AIM OF THE TASK
All records below are to be repeated exactly, with the pictures left out.

RECORDS FOR THE TASK
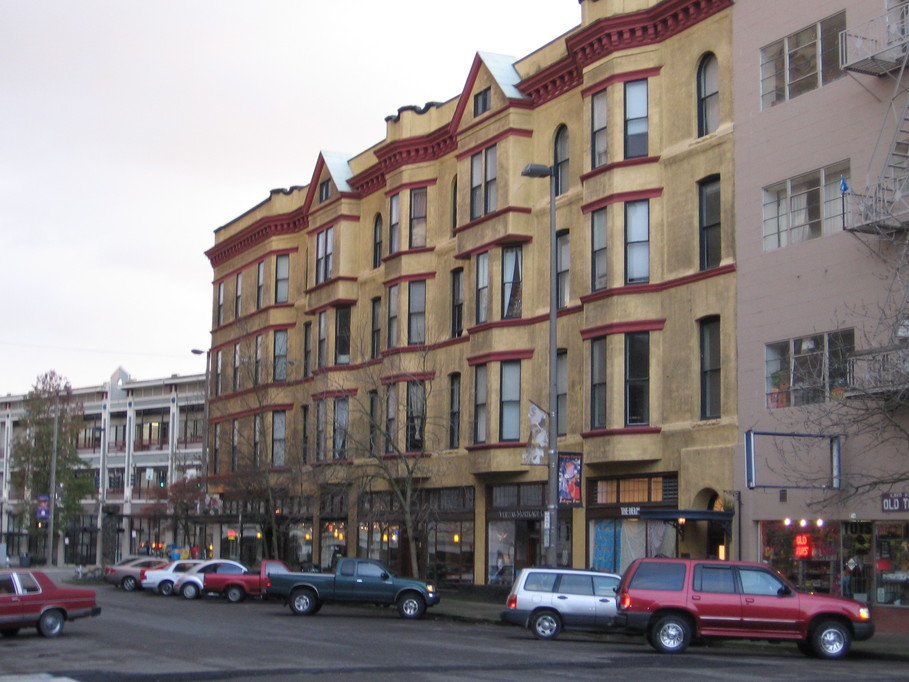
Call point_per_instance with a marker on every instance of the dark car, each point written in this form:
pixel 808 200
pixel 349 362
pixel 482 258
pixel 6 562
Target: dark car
pixel 673 601
pixel 30 598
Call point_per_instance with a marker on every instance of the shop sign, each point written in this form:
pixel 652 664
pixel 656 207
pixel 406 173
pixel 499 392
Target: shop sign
pixel 894 502
pixel 802 546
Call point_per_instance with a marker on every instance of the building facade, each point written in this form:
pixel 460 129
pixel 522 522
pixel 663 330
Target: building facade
pixel 137 439
pixel 820 162
pixel 384 327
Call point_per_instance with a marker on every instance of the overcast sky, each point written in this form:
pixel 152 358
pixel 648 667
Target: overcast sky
pixel 130 131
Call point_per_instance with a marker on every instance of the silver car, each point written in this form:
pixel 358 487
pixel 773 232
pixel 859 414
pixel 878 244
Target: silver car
pixel 126 573
pixel 548 600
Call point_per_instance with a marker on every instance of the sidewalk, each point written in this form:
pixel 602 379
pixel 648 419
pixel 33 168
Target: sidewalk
pixel 883 646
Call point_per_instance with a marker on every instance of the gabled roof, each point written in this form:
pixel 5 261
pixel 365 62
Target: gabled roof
pixel 506 77
pixel 336 163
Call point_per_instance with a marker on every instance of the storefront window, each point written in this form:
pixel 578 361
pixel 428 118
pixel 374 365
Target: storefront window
pixel 807 555
pixel 892 564
pixel 451 552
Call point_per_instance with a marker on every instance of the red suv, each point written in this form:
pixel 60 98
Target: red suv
pixel 672 601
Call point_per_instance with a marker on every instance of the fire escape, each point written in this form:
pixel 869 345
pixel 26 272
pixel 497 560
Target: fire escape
pixel 881 48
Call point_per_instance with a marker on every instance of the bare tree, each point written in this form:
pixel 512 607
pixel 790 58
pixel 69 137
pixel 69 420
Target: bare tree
pixel 45 454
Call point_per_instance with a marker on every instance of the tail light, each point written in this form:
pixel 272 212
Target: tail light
pixel 624 600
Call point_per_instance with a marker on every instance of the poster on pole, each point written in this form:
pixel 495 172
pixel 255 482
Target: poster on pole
pixel 569 479
pixel 535 453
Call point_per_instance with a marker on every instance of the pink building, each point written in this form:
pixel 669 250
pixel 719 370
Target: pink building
pixel 822 141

ANSWER BELOW
Call point_per_instance with a marker on every instance of the dark car, each point written in this form:
pixel 808 200
pixel 349 362
pixel 482 258
pixel 6 562
Target: dark car
pixel 673 601
pixel 30 598
Call point_per_instance with a marker on every instance of the shop sign, each point written in this form:
pixel 652 664
pixel 656 207
pixel 406 173
pixel 499 392
Target: shop sign
pixel 894 502
pixel 802 546
Call point_per_instance with a marker on every instance of the building facade, each point written in this form:
pixel 460 129
pixel 522 522
pixel 663 330
Target: building facade
pixel 137 439
pixel 820 162
pixel 384 327
Call point_per_instance with a marker on every instance of the overcast sky, each point written in this form:
pixel 152 358
pixel 648 667
Target: overcast sky
pixel 130 131
Call point_per_instance with a marker on every instance of the silver car, each point written in this form:
pixel 358 487
pixel 773 232
pixel 859 414
pixel 878 244
Target: silver car
pixel 126 573
pixel 548 600
Call point_per_instance with a marker on every instance of the sidewalk, each point written in this form:
pixel 602 379
pixel 648 419
pixel 33 168
Target: sidewalk
pixel 883 646
Call point_per_instance with a marker on every instance of the gabled roof, each point written in this form:
pixel 5 261
pixel 365 62
Target: gabled roof
pixel 506 77
pixel 336 163
Call point_per_instance with a marker on every instance of the storefront window, each point written in this form:
pixel 578 361
pixel 428 118
pixel 374 365
Target: storefront window
pixel 807 555
pixel 892 564
pixel 451 552
Call point_per_instance with a marker on every instance of the red suv, each point written in this form:
pixel 60 98
Target: red suv
pixel 672 601
Call point_per_instance with a marker on every instance of the fire escape, each point written in this form:
pixel 869 345
pixel 26 272
pixel 497 560
Target: fire escape
pixel 881 48
Call point_per_instance with a marker on every instance of the bare tree, each point written in this form:
pixel 512 607
pixel 790 58
pixel 69 137
pixel 69 420
Target: bare tree
pixel 45 454
Call point_per_instance with a marker on every instance of the tail light, each point written in this form:
pixel 272 212
Target: tail light
pixel 624 600
Call point_per_instance with a marker on every instance of the poster on pole, each point written in this form:
pixel 495 172
pixel 255 482
Target: poster on pole
pixel 569 479
pixel 535 453
Call point_per_instance with a marker on every instance of the pink building, each point written in this form:
pixel 669 250
pixel 719 370
Target: pink building
pixel 822 141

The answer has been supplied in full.